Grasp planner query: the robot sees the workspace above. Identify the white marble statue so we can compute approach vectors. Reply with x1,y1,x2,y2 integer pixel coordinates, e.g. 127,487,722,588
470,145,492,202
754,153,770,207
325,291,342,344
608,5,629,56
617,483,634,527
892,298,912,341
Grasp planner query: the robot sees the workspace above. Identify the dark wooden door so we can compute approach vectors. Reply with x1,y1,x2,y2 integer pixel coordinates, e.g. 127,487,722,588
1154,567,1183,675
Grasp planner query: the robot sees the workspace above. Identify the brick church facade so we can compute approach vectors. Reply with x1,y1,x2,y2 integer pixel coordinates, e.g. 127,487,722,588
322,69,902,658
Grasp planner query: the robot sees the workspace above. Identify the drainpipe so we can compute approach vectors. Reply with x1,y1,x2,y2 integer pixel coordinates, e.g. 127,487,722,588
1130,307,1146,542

════════

**Short task**.
Rewrite all the lines above as a numbered list, leaving out any blank lines.

**The solution**.
1. Grasp planner query: the robot sees the workspace above. Identify the white marble statue so we can compute approach vectors. Reply with x1,y1,x2,y2 integer pixel coordinates, e.g. 127,487,722,588
2. 470,145,492,202
3. 754,153,770,207
4. 325,291,342,344
5. 608,5,629,56
6. 617,483,634,527
7. 892,298,912,341
8. Grasp planner query: the robot sees the workspace above. Identify the dark wooden door so we can compute approach vectors. Reply with x1,y1,x2,y2 integer pixel coordinates, e.g. 127,487,722,588
9. 1154,567,1183,675
10. Grasp planner query: the robot sees the workspace above. Identify the brick church facade so we can compute approach vectors. Reply with x1,y1,x2,y2 integer pixel coordinates, e.g. 127,487,722,588
11. 322,69,902,658
12. Grasp planner query: the robot sees the workspace above. Identify the drainpipe so we can compute approach vectors. Reply with x1,y1,x2,y2 integer pixel coordinates, e.g. 127,487,722,588
13. 1130,307,1146,542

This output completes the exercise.